Activities ::
1) Repeat the stretch of the epilepsy blog introduction from "This blog is" through "other as well.".
2) List every name of a person or animal that appears in the epilepsy blog introduction.
3) Resume the epilepsy blog introduction after its final sentence.

Given text ::
This blog is where I would like to share with you everything I have learned about idiopathic epilepsy in the last few months. It took me months and months and helping Henry through many seizures to learn everything I have. What I have learned is not just through research, but through experience as well.
The same applies to another hound I will be posting about frequently, Lucky. Lucky is a greyhound and he is not my dog. He belongs to a dear friend of mine named Paul. I met him through Greytalk, and we have found what has been true for one of our hounds has been true for the other as well.
I am so grateful for everything I have learned, and for Paul sharing with me what he has learned. And I would like to share it with you, in hopes it can help you as well. I know so much and all too well what it’s like to watch a pet go through a Grand-Mal.
When a pet goes on to have re-occurring seizures and the veterinarian can’t say why, it is labeled ‘idiopathic epilepsy’. ‘Idiopathic’ means no known cause. I hate that word, and I am not content to fully accept ‘no known cause’ and leave it at that.

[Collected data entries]
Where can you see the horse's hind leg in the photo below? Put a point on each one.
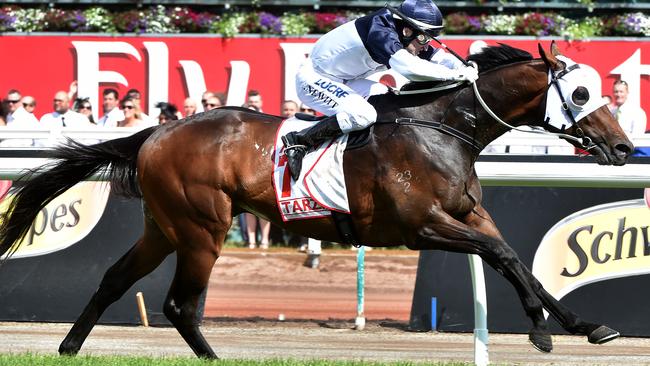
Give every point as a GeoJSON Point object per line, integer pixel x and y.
{"type": "Point", "coordinates": [147, 253]}
{"type": "Point", "coordinates": [504, 259]}
{"type": "Point", "coordinates": [201, 243]}
{"type": "Point", "coordinates": [193, 270]}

Written answers ::
1)
This blog is where I would like to share with you everything I have learned about idiopathic epilepsy in the last few months. It took me months and months and helping Henry through many seizures to learn everything I have. What I have learned is not just through research, but through experience as well.
The same applies to another hound I will be posting about frequently, Lucky. Lucky is a greyhound and he is not my dog. He belongs to a dear friend of mine named Paul. I met him through Greytalk, and we have found what has been true for one of our hounds has been true for the other as well.

2) Henry, Lucky, Paul

3)
I’m always going to be striving to discover as many triggers as possible, and I am going to share with you, what I have discovered so far, in hopes of preventing you from having to go through the grief we endured while in the process of making these discoveries, and in hopes of preventing you from making the same mistakes I did. I wince at all the mistakes I made, but at least now I know better.
I am still learning by the way. By no means do I claim to know it all. I just want to share with you what I so much wish I knew when Henry first joined our family.
I used to think vets walked on water, and that they were always right, and that you could always trust them to tell you everything you need to know. Vets are human beings. They are knowledgable and they are invaluable, but don’t expect them to know everything there is to know. A person’s brain can only handle so much info, and these vets, they have to know about cancer, diabetes, etc., etc. Not just idiopathic epilepsy.
Please do share with your vet what you have learned and what works for your epileptic pet. As he/she may pass that info onto another pet owner, who in turn may continue to pass the info onto other people.
The recipe Henry & Lucky are on was formulated both by consulting with a vet and through *alot* of internet research done by Paul. So I do have an appreciation for vets, but I am more careful now, and I do my own research rather than rely exclusively on the vet. I wince at the fact that once upon a time I did not do this.